Las Vegas and its gamblers, the authorities knew, could be a crime family’s golden goose. That was why Nevada had rules against criminal ownership in or interference with the hotels and casinos.
In 1960 the Nevada Gaming Commission created its List of Excluded Persons, its so-called Black Book, which was to contain the names of those who were “notorious police figures” and also frequent visitors. Only 11 names appeared, and Nick and Carl Civella were two of them. That was supposed to mean that they were prohibited from visiting gambling establishments in Las Vegas, Reno, Lake Tahoe or anywhere else in Nevada.
How then could these mobsters from Kansas City gain a share of control in the country’s biggest entertainment and gambling mecca?
One method was money, quietly invested in big hotels with other people as fronts.
Big chunks came from the fabulously wealthy pension fund of one of the country’s biggest unions — the Teamsters. Through enticement and intimidation, mobsters had insinuated themselves into Teamster leadership. The Kansas City outfit controlled a local man, Roy Lee Williams, who was an agent of the pension fund and who would rise to the presidency of the union.
The Teamsters fund had given a $62 million loan to a San Diego businessman who used the money to purchase the Stardust and three other hotels under the umbrella of the Argent Corp. Besides the Kansas City outfit, organized crime families in Milwaukee, Cleveland and Chicago got involved in the loan.
Naturally, the underworld expected a reward for directing the money toward the purchase. Some of the proceeds from the gambling operations were removed from the casino before being recorded and then delivered to mobsters in various cities. The technique was called “skimming.” Because the proceeds were not recorded for the Internal Revenue Service, they were tax-free.
At the Tropicana Hotel, meanwhile, the Civella group found its way to power through a Tropicana employee, Joseph Agosto, who had worked himself into top management. From there it was a simple process: A cashier stole money from the Tropicana’s tables and handed it to Agosto, who gave it to a courier who carried it to Kansas City.
Money from the various skimming operations, the Argent hotels and the Tropicana, was parceled out to the Kansas City outfit and to its friends in Chicago, Cleveland and Milwaukee.
In Kansas City, FBI agents heard it all as they eavesdropped on the mobsters’ conversations at the restaurant and through wiretaps at hotels, homes and business offices. Because Civella was in prison, the conversations overheard by the agents were among underlings.
Eventually, investigators tapped pay telephones at various hotels and heard Civella himself laying plans, asking questions and giving orders.

Request: In the text on Kansas City mobsters in Las Vegas, how large was the Teamsters pension fund loan to the San Diego businessman who bought the Stardust?

Record excerpts:

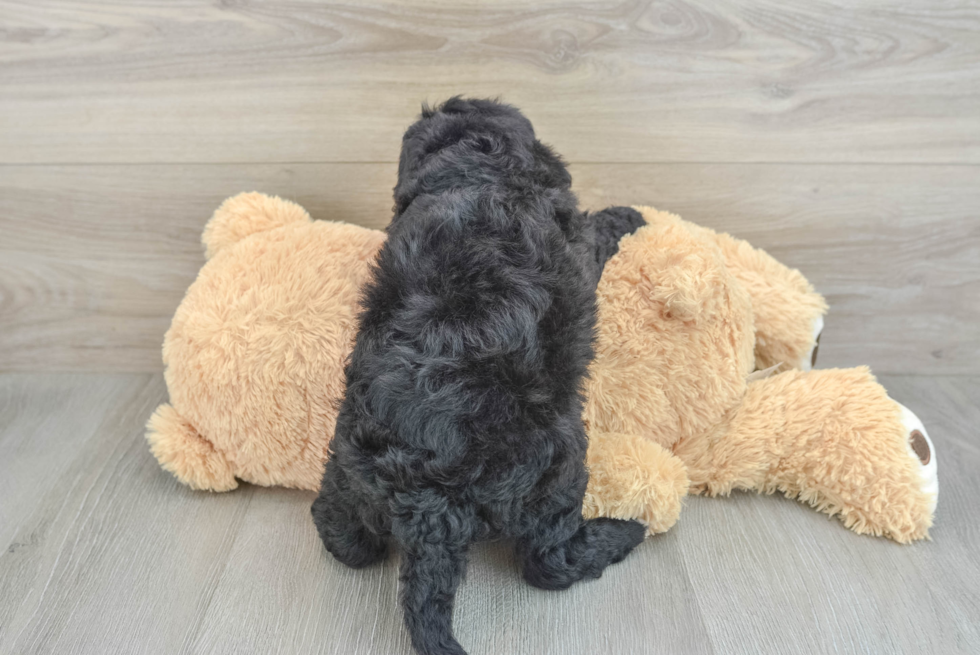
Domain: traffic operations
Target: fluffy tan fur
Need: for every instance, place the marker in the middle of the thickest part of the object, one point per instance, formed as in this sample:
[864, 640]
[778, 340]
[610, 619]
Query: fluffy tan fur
[256, 351]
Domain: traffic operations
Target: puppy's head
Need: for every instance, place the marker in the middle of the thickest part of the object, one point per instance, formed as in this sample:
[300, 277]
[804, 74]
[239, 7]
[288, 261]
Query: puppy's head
[465, 143]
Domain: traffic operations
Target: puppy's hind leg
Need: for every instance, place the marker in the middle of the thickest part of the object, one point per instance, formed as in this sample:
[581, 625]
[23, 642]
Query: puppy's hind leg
[341, 529]
[565, 548]
[434, 540]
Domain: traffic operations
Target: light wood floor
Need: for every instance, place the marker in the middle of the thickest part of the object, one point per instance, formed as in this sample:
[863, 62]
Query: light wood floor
[103, 552]
[844, 137]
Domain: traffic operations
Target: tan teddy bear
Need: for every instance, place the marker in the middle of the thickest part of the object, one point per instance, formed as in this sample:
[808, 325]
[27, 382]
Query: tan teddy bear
[256, 350]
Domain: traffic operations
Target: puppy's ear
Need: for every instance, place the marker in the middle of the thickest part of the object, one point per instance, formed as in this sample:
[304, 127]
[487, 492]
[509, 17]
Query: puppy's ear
[611, 225]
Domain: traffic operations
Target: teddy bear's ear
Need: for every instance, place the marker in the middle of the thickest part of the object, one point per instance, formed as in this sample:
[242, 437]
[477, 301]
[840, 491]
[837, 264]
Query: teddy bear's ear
[245, 214]
[182, 451]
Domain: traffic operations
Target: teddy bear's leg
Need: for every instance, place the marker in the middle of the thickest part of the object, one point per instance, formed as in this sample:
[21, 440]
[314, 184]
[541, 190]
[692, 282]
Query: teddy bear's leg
[832, 438]
[634, 478]
[187, 455]
[788, 311]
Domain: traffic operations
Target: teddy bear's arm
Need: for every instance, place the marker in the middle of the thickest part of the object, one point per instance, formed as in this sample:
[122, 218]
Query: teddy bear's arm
[634, 478]
[788, 312]
[832, 438]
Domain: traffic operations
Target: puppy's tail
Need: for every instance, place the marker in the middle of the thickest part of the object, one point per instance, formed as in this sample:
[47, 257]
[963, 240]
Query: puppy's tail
[434, 544]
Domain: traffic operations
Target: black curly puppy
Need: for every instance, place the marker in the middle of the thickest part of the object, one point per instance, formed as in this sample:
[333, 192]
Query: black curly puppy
[462, 414]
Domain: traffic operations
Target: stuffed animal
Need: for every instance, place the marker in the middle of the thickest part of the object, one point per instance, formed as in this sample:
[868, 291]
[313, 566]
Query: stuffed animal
[254, 366]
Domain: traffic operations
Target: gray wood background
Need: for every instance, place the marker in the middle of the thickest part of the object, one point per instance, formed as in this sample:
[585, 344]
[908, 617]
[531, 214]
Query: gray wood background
[844, 137]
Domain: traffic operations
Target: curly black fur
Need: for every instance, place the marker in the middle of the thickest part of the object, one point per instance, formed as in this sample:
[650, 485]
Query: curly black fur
[462, 414]
[611, 225]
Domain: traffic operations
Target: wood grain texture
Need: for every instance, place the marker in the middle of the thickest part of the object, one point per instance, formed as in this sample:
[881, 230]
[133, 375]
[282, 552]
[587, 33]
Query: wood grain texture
[95, 259]
[110, 555]
[637, 81]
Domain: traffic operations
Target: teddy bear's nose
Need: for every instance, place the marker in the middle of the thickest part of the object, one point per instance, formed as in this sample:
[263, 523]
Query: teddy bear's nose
[920, 446]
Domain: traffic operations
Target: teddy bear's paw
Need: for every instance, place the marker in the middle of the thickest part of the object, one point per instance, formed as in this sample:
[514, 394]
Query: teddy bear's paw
[922, 453]
[809, 361]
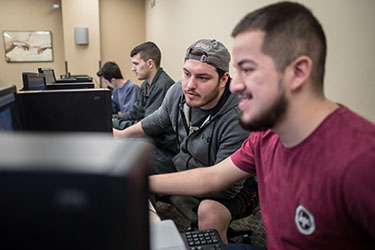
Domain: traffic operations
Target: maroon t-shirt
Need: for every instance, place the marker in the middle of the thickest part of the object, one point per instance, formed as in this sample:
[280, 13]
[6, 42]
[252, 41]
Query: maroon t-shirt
[318, 194]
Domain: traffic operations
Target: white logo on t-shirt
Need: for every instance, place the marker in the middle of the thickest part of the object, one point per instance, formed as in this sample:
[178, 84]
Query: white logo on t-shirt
[304, 220]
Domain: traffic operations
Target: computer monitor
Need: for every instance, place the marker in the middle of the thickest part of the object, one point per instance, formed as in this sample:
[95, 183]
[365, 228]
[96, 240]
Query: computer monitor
[73, 192]
[9, 116]
[33, 81]
[49, 74]
[73, 83]
[73, 110]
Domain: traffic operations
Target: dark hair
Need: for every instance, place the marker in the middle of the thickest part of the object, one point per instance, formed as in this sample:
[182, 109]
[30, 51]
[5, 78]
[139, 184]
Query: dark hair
[110, 70]
[291, 30]
[198, 52]
[148, 50]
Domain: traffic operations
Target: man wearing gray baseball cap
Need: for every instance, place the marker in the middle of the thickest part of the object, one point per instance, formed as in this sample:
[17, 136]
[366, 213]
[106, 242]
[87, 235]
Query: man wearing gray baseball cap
[204, 115]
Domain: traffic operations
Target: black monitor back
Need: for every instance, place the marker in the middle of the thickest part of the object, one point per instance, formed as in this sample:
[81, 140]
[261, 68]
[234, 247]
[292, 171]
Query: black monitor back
[74, 110]
[49, 74]
[33, 81]
[73, 192]
[9, 116]
[73, 82]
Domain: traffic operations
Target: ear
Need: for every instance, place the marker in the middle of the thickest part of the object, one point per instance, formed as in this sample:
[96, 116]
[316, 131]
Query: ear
[224, 79]
[150, 63]
[300, 71]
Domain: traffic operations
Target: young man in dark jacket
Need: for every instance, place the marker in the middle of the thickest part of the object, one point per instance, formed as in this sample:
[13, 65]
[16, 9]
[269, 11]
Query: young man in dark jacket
[204, 116]
[146, 59]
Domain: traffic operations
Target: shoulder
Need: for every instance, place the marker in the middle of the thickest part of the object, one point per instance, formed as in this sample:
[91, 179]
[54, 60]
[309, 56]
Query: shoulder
[165, 78]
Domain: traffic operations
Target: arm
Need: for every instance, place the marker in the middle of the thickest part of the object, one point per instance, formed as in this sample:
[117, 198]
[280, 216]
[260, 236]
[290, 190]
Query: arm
[198, 181]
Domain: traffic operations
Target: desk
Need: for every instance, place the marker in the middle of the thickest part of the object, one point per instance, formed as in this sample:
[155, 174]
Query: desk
[152, 213]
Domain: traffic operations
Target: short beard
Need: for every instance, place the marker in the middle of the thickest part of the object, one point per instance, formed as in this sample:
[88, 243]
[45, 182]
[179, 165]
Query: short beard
[268, 119]
[207, 100]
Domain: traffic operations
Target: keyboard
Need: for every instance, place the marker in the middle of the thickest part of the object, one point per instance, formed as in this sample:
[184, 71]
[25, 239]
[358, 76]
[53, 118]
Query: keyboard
[203, 240]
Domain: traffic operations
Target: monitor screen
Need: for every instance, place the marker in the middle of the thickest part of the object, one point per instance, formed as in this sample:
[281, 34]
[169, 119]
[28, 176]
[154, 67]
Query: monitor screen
[74, 110]
[74, 192]
[33, 81]
[49, 74]
[9, 118]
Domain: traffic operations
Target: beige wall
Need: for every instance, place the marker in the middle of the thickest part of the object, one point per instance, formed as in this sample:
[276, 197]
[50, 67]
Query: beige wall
[349, 27]
[30, 15]
[115, 27]
[82, 59]
[122, 27]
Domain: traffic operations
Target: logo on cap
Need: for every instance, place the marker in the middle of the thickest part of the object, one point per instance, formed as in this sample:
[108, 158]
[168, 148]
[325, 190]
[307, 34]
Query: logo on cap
[203, 46]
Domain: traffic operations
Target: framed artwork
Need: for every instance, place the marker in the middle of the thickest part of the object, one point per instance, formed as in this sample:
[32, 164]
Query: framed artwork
[28, 46]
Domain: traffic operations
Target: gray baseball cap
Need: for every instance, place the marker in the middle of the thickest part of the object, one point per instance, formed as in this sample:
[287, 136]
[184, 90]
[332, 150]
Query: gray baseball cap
[215, 53]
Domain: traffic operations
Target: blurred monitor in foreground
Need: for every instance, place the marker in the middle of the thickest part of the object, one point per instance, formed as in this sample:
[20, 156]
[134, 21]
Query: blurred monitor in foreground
[80, 191]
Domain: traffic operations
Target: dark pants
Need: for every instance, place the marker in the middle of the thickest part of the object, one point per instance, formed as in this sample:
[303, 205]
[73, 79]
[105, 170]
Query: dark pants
[238, 246]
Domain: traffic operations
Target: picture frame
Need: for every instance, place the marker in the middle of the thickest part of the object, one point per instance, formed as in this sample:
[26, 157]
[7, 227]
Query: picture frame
[28, 46]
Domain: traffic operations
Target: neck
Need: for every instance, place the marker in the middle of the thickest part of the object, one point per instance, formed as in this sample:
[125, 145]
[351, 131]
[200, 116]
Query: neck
[121, 83]
[302, 118]
[151, 76]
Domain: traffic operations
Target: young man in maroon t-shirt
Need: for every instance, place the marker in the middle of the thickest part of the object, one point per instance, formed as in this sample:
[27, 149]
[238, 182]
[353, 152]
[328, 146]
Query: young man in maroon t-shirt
[314, 159]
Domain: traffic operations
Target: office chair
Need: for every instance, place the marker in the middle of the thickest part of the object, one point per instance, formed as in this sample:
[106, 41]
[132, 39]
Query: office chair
[188, 205]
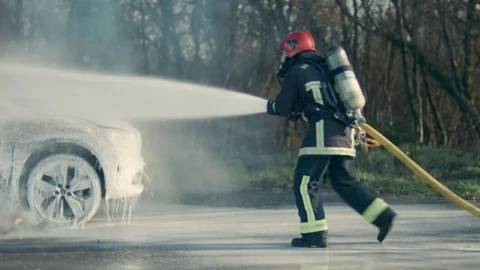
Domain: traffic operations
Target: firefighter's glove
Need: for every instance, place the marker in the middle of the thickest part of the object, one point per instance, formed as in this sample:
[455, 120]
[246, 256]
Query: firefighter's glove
[371, 143]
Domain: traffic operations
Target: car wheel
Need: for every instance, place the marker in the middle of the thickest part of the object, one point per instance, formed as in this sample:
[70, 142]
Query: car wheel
[64, 189]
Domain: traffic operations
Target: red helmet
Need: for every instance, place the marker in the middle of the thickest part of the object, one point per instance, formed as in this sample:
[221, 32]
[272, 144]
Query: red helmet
[298, 41]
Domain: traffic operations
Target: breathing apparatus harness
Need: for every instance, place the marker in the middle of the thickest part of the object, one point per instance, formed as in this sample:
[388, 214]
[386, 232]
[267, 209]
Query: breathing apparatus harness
[349, 118]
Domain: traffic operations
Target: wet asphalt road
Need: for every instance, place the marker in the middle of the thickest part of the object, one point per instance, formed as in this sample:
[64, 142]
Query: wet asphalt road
[202, 235]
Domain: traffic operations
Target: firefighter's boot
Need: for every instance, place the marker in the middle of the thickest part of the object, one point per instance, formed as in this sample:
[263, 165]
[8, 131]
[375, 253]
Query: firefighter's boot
[317, 240]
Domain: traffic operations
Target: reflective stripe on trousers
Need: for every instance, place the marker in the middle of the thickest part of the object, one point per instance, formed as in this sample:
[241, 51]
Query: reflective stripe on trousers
[311, 225]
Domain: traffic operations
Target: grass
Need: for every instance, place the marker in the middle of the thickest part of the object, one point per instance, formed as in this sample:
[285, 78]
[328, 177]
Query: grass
[457, 169]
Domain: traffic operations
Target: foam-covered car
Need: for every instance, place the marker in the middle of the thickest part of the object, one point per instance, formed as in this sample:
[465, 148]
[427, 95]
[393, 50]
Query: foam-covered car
[61, 169]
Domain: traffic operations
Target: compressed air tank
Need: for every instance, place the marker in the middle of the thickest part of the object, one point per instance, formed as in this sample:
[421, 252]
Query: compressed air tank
[345, 80]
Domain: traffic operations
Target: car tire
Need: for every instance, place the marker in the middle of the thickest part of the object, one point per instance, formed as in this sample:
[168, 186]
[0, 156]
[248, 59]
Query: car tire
[62, 196]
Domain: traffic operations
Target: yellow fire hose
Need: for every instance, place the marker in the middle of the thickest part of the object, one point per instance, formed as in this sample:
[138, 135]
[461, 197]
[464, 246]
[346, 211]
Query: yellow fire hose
[448, 194]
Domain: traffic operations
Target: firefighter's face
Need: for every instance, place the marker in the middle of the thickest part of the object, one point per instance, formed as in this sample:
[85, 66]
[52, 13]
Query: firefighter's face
[281, 55]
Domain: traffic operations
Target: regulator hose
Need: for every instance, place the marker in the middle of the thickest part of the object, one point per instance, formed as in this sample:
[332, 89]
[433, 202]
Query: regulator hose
[448, 194]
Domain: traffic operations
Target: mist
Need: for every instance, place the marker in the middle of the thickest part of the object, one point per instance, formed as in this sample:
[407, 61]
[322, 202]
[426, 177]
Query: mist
[198, 156]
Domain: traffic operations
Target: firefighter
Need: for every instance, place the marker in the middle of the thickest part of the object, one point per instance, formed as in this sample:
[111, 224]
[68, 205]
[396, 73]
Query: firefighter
[308, 94]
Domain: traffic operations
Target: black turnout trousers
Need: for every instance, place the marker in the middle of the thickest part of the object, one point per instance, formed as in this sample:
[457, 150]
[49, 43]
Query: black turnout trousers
[309, 170]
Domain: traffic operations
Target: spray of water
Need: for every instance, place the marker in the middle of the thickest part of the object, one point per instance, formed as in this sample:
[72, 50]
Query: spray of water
[28, 91]
[33, 91]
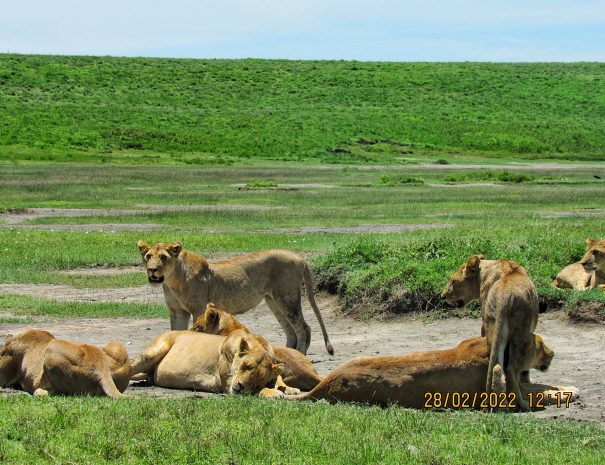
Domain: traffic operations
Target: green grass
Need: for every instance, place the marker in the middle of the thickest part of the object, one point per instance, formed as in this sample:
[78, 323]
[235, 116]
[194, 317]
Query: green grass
[373, 275]
[205, 112]
[241, 430]
[30, 307]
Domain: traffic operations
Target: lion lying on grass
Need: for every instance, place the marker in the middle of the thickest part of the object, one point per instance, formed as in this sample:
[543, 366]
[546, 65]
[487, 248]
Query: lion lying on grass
[298, 371]
[414, 380]
[588, 273]
[42, 365]
[239, 284]
[509, 310]
[239, 363]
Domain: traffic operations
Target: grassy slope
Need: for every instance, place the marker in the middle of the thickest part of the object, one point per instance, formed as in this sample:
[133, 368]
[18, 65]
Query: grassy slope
[246, 430]
[69, 108]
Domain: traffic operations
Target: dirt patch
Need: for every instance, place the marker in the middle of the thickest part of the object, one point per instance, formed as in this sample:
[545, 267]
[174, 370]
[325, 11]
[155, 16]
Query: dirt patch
[34, 213]
[465, 184]
[364, 228]
[587, 312]
[571, 214]
[307, 185]
[514, 166]
[101, 270]
[351, 338]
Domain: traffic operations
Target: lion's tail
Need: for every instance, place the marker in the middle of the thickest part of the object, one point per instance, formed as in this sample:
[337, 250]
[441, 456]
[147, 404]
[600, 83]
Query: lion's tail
[309, 287]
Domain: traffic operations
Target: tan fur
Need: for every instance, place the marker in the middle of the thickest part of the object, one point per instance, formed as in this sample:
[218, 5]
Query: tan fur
[239, 363]
[43, 365]
[593, 262]
[239, 284]
[406, 379]
[509, 307]
[588, 273]
[299, 371]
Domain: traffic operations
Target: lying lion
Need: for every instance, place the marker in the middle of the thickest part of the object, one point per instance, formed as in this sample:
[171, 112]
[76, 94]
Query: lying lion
[239, 284]
[42, 365]
[239, 363]
[588, 273]
[415, 380]
[509, 310]
[298, 371]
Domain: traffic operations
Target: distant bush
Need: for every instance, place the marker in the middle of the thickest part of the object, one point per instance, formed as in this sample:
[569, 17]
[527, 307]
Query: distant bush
[388, 180]
[372, 276]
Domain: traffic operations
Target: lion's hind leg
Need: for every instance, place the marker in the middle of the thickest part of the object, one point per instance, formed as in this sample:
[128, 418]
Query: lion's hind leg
[516, 353]
[291, 339]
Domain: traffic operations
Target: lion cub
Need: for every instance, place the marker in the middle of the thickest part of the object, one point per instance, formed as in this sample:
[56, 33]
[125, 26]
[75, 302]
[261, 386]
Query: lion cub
[509, 304]
[588, 273]
[43, 365]
[298, 372]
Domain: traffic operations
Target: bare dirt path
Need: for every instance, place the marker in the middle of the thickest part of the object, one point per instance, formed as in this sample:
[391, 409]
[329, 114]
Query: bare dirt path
[579, 360]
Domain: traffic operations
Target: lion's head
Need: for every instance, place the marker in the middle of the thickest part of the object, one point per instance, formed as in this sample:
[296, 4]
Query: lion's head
[463, 286]
[248, 366]
[215, 320]
[594, 258]
[159, 259]
[539, 355]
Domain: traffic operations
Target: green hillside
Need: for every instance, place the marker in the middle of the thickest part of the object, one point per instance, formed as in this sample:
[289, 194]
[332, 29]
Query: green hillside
[208, 111]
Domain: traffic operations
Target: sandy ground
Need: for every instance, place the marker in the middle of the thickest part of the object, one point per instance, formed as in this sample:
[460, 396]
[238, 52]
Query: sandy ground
[579, 360]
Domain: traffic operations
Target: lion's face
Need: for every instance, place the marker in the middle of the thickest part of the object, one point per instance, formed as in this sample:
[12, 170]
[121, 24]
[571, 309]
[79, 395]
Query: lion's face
[159, 259]
[463, 286]
[594, 258]
[542, 355]
[252, 368]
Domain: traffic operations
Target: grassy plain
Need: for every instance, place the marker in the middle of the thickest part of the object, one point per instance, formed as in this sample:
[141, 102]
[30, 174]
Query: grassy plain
[239, 430]
[284, 151]
[539, 215]
[221, 111]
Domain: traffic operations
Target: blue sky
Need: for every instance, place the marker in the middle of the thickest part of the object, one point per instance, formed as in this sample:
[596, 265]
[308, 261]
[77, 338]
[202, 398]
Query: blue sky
[383, 30]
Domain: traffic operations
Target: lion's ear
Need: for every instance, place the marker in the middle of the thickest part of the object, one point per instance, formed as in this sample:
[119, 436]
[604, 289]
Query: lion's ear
[243, 346]
[143, 247]
[211, 314]
[278, 368]
[472, 264]
[174, 248]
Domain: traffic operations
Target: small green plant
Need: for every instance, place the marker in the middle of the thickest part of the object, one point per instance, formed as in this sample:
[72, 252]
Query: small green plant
[261, 185]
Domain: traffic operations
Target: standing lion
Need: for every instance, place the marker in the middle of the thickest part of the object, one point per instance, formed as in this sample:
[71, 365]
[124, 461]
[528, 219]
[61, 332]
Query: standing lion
[239, 284]
[509, 307]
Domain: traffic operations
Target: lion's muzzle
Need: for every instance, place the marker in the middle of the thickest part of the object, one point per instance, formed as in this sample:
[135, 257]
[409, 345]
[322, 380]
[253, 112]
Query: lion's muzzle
[155, 279]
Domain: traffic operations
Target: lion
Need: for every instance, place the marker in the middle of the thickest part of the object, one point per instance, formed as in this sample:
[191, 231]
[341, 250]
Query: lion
[183, 359]
[509, 303]
[239, 284]
[298, 372]
[593, 262]
[413, 380]
[588, 273]
[43, 365]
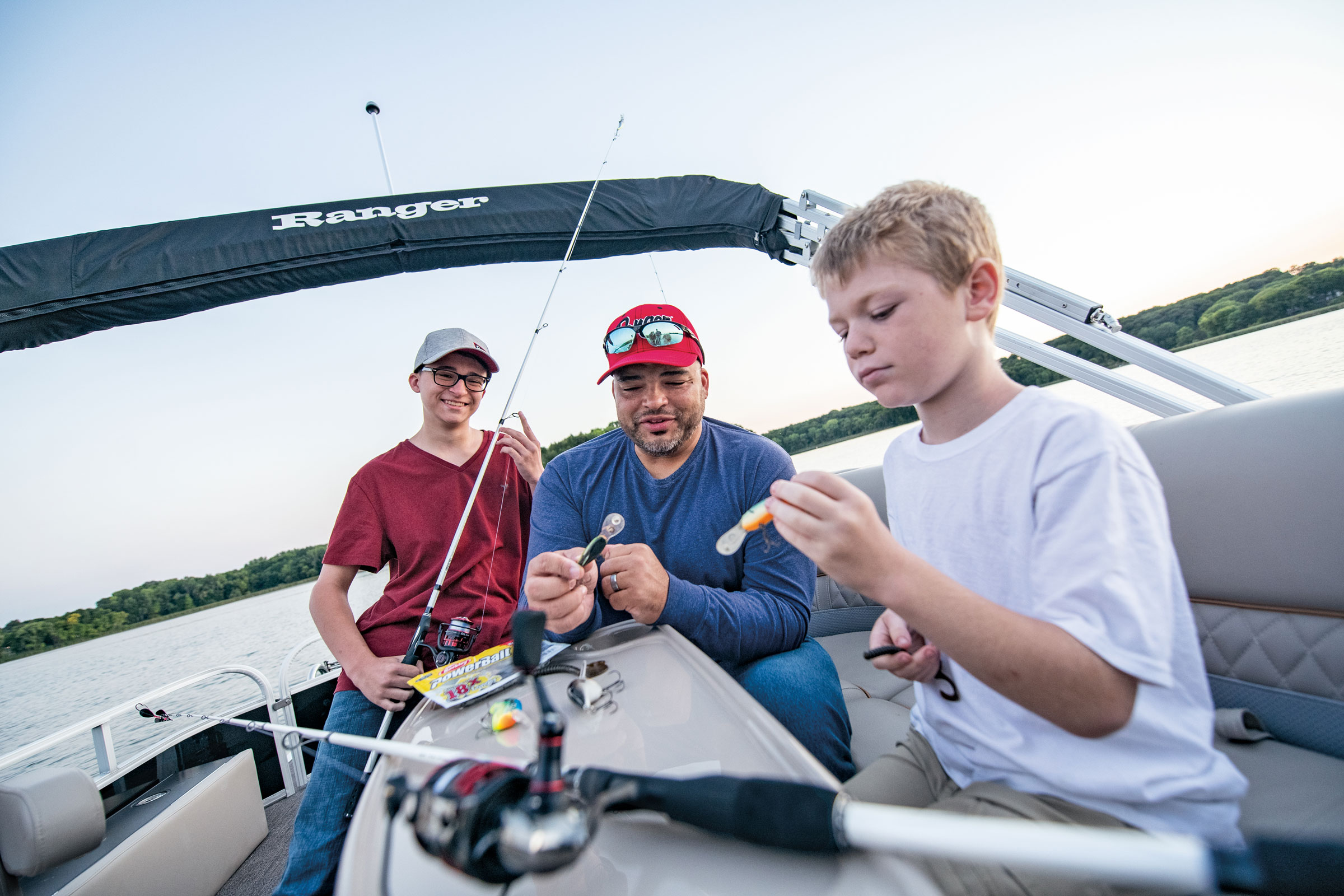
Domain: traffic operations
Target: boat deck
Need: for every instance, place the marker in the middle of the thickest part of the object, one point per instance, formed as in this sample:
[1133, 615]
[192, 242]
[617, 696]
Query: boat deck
[263, 871]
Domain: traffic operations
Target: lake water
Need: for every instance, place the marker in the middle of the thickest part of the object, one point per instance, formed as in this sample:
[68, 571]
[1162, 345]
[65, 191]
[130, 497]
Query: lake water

Task answer: The loan was $62 million.